=== Provided passage ===

◆ ◆ ◆

If anyone out there reading this is a psych tech or nurse or employee at a psych unit or institution, you should know or must learn that matters like the blanket business, however puny they seem, do matter, they matter a lot. Never at Natchaug Hospital would anyone, tech or nurse or even attentive housekeeper dream of throwing a blanket at a patient, not in bed or in a chair or a therapy chair. No one would throw anything at a patient, not even a tissue, and most certainly not in anger or a fit of pique. Not even in momentary thoughtlessness. No, if a patient needed or wanted a blanket at Natchaug Hospital, it would be gotten, often warm from the drier, opened up and carefully draped just so over the patient’s body.
This has a huge effect and makes a massive difference largely because it is indicative of the fact that Natchaug actually has a philosophy they work with and behave according to, not one of words they just push through their teeth and get lipstick stains on. Almost always at Natchaug the staff member would cover the patient and only leave the room after making sure that same patient was comfortable. The blanket-bringer would know or have been carefully tutored that the job description included an attitude of wanting patients to be happy and to get well because Natchaug believes a troubled person can only get well when well taken care of.
You’d think, and certainly would want each and every psychiatric hospital to operate on such humane and compassionate principles, wouldn’t you? Alas, at least in Connecticut, Natchaug Hospital in Willimantic is definitely the Hope Diamond exception to what remains very much a charcoal rule. Hartford Hospital’s Institute of Living? I wouldn’t rate it much above coal dust.

◆ ◆ ◆

=== The task ===
Reproduce word for word the part of the Natchaug Hospital passage that opens with the words containing "This has a huge" and closes with "taken care of.". The rows below come from a separate source.

◆ ◆ ◆

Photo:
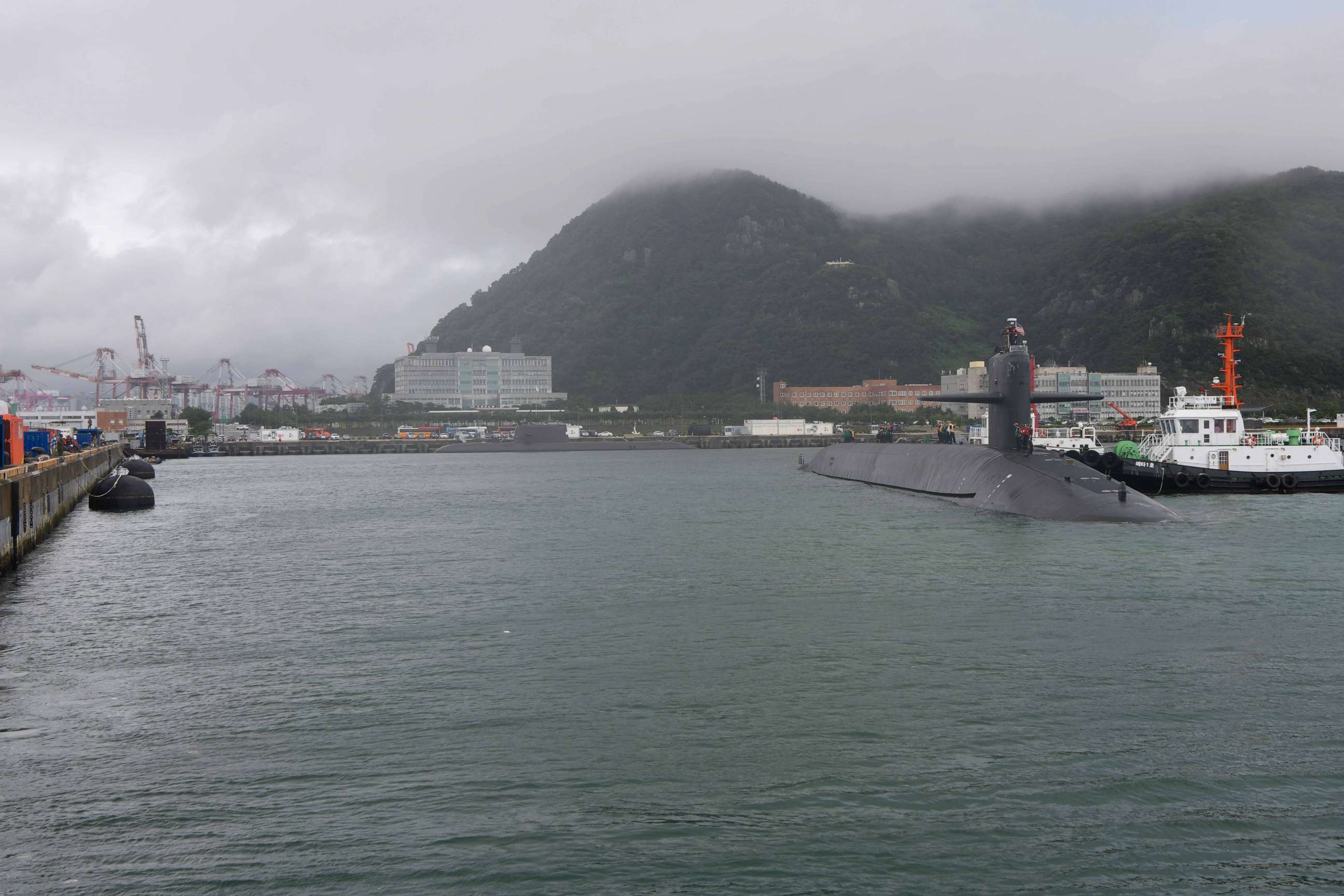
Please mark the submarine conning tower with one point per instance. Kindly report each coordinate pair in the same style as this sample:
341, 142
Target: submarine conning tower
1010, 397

◆ ◆ ◆

=== Response to this task ===
This has a huge effect and makes a massive difference largely because it is indicative of the fact that Natchaug actually has a philosophy they work with and behave according to, not one of words they just push through their teeth and get lipstick stains on. Almost always at Natchaug the staff member would cover the patient and only leave the room after making sure that same patient was comfortable. The blanket-bringer would know or have been carefully tutored that the job description included an attitude of wanting patients to be happy and to get well because Natchaug believes a troubled person can only get well when well taken care of.